[Stored data entries]
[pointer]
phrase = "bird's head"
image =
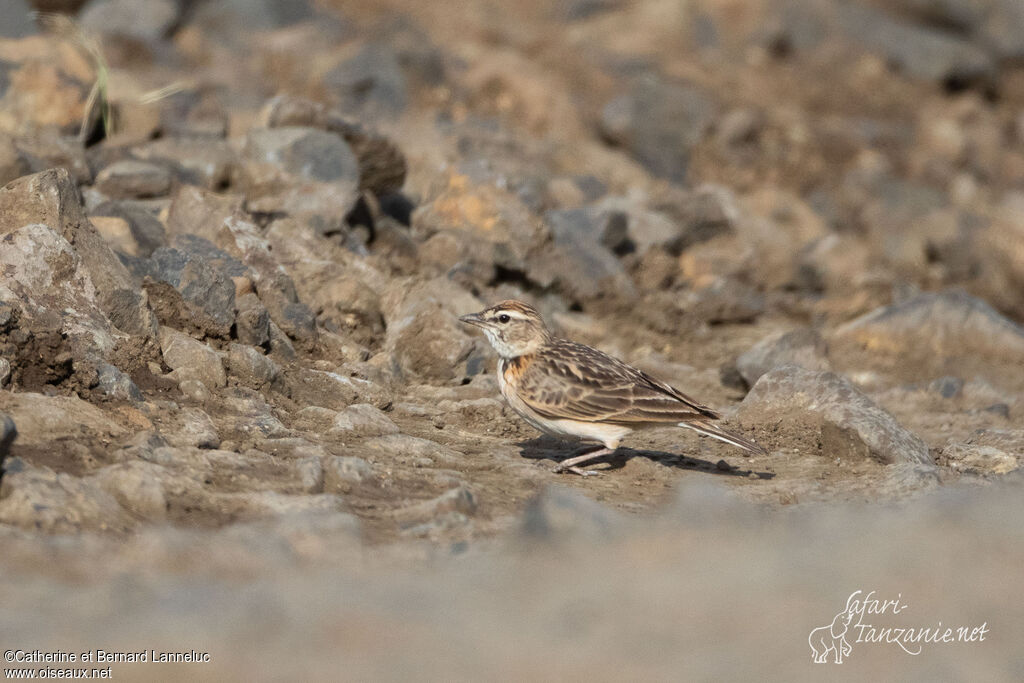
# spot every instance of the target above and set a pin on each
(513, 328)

---

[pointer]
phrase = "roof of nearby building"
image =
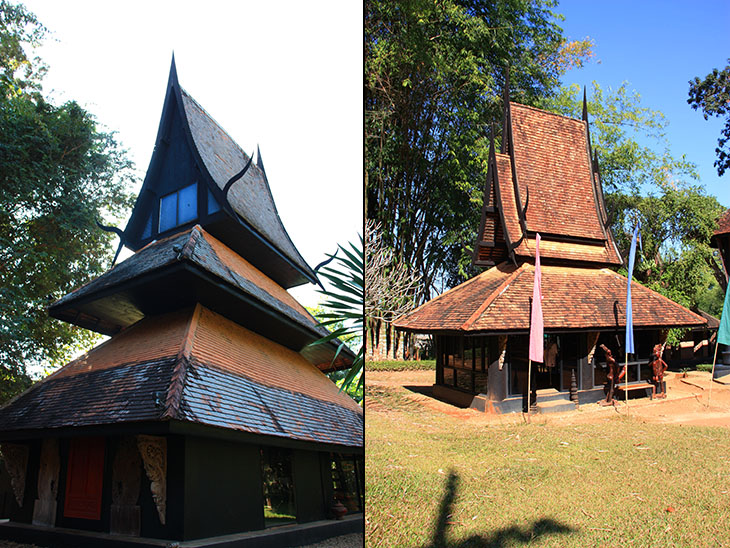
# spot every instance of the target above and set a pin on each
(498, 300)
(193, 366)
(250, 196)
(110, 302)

...

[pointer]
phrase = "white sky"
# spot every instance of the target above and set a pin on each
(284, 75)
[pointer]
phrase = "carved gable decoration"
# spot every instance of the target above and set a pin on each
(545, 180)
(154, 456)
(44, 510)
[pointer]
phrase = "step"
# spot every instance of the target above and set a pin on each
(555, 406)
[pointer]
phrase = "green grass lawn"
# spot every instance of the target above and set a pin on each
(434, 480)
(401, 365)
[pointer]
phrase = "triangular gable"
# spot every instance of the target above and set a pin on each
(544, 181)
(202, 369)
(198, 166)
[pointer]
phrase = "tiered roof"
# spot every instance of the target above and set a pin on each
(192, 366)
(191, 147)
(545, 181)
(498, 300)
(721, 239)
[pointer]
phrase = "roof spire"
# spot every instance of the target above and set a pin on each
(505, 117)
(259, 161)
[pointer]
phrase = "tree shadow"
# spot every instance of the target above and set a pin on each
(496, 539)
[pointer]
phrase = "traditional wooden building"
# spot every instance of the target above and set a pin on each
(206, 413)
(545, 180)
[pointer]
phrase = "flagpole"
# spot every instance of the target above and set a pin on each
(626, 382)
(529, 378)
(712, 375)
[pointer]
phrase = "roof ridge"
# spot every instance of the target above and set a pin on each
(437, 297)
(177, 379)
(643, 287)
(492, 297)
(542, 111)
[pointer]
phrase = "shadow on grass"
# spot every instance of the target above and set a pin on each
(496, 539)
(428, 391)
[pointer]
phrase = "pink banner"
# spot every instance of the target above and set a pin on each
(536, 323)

(WHAT YOU HAVE TO DO) Show every line in the items above that contains the word "grass", treating uppercase and lowercase as different.

(THE REPLY)
phrase = "green grass lawn"
phrase = "shadow on grass"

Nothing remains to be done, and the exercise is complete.